Extract every line of the data below that contains the string "tuft", and copy each of those lines without changes.

— Point annotation dataset records —
━━━━━━━━
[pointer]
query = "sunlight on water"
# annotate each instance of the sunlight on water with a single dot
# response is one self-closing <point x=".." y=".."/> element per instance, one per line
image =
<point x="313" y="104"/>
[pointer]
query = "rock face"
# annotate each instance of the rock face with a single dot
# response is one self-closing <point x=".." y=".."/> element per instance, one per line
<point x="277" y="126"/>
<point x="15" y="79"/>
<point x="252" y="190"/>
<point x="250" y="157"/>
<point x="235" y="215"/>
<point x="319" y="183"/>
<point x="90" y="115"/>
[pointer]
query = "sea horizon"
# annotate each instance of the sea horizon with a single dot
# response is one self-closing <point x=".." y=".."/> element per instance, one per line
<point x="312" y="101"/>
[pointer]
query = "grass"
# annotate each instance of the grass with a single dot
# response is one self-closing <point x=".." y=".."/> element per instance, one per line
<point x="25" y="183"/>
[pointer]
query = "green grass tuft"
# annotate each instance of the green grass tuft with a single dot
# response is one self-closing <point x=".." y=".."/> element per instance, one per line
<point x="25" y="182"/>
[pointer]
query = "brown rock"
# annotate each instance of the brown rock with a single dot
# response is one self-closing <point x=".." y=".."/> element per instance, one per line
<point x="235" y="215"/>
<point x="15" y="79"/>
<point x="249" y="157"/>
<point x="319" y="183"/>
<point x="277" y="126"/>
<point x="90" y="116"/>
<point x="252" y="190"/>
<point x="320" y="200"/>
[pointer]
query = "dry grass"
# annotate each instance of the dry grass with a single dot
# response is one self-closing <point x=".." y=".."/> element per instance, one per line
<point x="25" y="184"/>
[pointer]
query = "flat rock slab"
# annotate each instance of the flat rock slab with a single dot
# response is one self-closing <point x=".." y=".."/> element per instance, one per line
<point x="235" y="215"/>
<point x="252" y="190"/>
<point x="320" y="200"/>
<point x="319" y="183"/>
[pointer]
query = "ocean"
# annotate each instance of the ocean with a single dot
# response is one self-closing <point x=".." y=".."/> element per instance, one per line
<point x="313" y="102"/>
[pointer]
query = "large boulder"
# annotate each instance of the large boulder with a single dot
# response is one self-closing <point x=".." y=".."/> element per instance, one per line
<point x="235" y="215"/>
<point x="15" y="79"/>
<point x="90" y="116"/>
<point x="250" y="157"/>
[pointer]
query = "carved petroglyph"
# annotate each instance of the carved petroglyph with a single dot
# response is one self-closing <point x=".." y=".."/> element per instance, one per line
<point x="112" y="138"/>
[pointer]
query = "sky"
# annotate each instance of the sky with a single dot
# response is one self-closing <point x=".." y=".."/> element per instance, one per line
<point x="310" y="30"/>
━━━━━━━━
— The solution —
query = "green grass tuft"
# annotate each instance of the green grass tuft with a single dot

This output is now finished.